■ Exercises to complete ■
• a. From the funeral report, copy the stretch from "Lisk Carew said" through "in Formosa Street." word for word.
• b. List every country the funeral report names as a favorite place Peter Brown visited.

■ Supplied text ■
Lisk Carew commented: "It was nice to see many members of the public, comrades from our Royal Air Force family, supported by the various other military families. Even our number one officer, Chief of the Air Staff, Air Chief Marshal Sir Mike Wigston attended the funeral."

"Three cheers for Westminster Council for  pulling out all stops to ensure that everything went very well and for providing refreshments at Westminster City Hall.  There we socialised, reminisced, fraternised and networked."

Lisk Carew said he was proud to have joined Jamaicans Donald Campbell and Ken Struan, representing The Forgotten Generations, as standard bearers, alongside veterans from the The Royal British Legion and other military associations.

Speaking at the service, councillor Melvyn Caplan, a neighbour of Brown's and a former deputy leader of the Westminster council, in whose borough the late RAF man lived, told the service about a quiet man who loved cricket, whisky with ginger ale, cheese and onion crisps, and a dairy milk chocolate bar from his favourite shop Dhigs in Formosa Street.

He said: “Conversations would only last for as long as he wanted to. He was proud and dignified, but hard to help. I recall frequent conversations about what we could do to help. But we had to respect what he would accept. He had an old-fashioned charm. He dressed in clothes that had seen better days, but he always looked snappy.

Caplan added: “I’m not sure what he would say about it all, but I think he would have complained about all the fuss. I’d have said to him, ‘be quiet Peter, you gave us everything and no one can thank you more’. RIP, what a man.”

He went on: “Peter Brown loved travelling around Europe. Some favourite places to visit were Spain, Italy and France. But he was very reticent about talking about his time in the RAF. He shrugged it off and played a straight bat as his heroes would have done at Lord’s."

“Cricket played a huge part in his life. He was a member of MCC for 30 years, happiest sporting the tie and off to enjoy a day’s adventure, a day of cricket. What a great innings he had. He nearly reached that century. He played with great flair and panache.”

Brown was passionate about the game and was a member of the exclusive Marylebone Cricket Club until 2016.

■ Material supplied ■
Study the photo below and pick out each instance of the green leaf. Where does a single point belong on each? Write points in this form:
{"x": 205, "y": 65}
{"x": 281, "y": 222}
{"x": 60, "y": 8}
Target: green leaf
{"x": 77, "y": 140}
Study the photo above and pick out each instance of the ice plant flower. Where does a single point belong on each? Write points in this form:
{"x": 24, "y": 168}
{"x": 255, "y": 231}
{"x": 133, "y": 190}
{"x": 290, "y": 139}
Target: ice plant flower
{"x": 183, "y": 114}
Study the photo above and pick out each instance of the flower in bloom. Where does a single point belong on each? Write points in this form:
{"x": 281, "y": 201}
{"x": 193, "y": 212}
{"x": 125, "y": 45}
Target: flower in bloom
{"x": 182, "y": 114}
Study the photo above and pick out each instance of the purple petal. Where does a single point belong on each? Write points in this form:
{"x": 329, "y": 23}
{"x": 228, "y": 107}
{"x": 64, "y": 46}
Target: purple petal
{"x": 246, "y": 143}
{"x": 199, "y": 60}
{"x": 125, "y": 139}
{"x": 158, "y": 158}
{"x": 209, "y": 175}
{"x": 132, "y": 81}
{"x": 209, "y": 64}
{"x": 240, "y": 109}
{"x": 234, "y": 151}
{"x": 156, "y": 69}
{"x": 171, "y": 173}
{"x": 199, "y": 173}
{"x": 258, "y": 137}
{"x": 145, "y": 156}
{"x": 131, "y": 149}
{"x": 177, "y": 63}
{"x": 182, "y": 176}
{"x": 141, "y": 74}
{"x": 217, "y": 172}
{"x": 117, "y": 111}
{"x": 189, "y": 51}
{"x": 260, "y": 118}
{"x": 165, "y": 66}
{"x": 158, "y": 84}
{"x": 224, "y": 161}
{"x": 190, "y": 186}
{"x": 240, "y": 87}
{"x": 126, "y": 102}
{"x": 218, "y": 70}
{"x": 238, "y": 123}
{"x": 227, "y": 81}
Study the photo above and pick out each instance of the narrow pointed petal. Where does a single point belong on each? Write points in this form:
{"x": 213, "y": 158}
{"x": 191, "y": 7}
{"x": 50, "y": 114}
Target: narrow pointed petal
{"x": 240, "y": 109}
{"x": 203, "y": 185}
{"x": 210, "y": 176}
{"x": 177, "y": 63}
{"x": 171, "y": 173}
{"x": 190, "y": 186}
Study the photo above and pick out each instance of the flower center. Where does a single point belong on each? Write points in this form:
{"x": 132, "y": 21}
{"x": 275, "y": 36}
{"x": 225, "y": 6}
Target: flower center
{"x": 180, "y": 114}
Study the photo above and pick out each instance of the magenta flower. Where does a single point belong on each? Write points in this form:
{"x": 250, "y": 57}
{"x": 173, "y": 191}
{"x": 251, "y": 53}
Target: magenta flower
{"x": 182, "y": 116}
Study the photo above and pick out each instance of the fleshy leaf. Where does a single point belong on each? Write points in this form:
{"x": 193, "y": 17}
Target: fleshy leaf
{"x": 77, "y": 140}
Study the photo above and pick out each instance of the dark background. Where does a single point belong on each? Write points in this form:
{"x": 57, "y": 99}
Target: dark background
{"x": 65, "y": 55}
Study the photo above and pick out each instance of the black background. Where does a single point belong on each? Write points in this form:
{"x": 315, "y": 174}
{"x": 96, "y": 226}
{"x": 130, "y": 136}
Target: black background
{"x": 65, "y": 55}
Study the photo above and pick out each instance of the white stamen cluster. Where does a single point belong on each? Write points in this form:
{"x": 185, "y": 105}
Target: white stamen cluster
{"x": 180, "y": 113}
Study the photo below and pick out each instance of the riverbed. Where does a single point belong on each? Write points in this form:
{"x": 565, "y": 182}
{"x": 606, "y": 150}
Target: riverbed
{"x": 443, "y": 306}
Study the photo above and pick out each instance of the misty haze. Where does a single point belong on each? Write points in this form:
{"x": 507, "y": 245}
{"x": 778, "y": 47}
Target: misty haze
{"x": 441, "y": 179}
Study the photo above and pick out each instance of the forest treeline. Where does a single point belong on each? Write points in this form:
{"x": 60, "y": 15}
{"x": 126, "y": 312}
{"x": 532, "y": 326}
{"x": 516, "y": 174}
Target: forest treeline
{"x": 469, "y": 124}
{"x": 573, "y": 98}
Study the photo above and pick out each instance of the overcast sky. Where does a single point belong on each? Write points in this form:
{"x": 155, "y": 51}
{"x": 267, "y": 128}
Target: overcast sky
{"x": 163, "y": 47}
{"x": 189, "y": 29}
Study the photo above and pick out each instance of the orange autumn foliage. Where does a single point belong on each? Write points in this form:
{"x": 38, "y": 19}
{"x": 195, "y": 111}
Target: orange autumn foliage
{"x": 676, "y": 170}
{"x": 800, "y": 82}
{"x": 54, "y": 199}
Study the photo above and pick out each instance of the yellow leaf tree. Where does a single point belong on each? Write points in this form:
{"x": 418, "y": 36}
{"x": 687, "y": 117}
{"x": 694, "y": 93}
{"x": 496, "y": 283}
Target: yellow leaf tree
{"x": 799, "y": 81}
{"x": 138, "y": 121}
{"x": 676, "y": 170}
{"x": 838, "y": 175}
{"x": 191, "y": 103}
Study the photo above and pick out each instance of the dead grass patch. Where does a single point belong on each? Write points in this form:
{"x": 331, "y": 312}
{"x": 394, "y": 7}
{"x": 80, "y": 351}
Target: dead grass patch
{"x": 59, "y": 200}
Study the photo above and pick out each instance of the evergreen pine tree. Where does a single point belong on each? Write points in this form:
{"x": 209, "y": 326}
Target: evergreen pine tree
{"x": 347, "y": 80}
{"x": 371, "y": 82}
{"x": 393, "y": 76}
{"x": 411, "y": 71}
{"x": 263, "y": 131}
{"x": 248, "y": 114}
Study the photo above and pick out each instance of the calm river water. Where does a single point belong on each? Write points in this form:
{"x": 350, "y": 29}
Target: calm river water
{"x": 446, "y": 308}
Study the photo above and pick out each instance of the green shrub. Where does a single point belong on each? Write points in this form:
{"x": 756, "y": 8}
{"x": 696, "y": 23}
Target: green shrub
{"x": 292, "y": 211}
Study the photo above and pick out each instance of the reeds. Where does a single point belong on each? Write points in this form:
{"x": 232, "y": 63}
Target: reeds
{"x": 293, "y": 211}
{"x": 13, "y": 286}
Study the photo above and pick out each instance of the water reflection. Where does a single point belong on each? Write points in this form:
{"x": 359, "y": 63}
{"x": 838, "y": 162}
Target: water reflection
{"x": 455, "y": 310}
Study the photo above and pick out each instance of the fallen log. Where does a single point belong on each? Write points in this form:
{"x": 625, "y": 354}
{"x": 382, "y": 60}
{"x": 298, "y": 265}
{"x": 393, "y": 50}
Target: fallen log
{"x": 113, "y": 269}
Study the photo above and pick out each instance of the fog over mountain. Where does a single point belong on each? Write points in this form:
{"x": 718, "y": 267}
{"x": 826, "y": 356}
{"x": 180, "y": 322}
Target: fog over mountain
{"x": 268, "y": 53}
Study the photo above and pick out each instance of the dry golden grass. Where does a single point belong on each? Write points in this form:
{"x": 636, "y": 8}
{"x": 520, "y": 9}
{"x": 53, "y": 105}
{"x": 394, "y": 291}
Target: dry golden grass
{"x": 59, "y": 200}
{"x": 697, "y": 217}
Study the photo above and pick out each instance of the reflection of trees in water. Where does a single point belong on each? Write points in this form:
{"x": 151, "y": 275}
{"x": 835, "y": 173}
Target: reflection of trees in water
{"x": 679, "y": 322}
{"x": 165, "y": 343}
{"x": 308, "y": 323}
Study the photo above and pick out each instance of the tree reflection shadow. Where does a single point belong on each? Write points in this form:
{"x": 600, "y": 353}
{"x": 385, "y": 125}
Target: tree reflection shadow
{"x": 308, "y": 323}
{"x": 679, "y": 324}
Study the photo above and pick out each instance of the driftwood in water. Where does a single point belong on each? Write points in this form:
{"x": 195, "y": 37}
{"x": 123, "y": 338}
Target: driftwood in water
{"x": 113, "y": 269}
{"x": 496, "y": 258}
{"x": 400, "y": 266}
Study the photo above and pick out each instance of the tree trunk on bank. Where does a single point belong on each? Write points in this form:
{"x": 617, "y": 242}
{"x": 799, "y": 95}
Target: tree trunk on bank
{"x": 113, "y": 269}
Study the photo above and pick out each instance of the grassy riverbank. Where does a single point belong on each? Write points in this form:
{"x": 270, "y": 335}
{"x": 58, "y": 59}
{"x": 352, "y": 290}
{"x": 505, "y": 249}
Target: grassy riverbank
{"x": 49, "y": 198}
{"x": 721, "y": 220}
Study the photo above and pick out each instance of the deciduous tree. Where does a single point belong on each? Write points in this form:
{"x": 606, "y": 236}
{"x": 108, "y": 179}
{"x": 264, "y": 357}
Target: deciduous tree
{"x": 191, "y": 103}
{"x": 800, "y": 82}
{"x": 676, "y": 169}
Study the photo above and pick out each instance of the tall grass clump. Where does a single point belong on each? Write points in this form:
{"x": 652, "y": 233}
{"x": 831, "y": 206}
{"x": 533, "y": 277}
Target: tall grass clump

■ Results by task ■
• a.
Lisk Carew said he was proud to have joined Jamaicans Donald Campbell and Ken Struan, representing The Forgotten Generations, as standard bearers, alongside veterans from the The Royal British Legion and other military associations.

Speaking at the service, councillor Melvyn Caplan, a neighbour of Brown's and a former deputy leader of the Westminster council, in whose borough the late RAF man lived, told the service about a quiet man who loved cricket, whisky with ginger ale, cheese and onion crisps, and a dairy milk chocolate bar from his favourite shop Dhigs in Formosa Street.

• b. Spain, Italy, France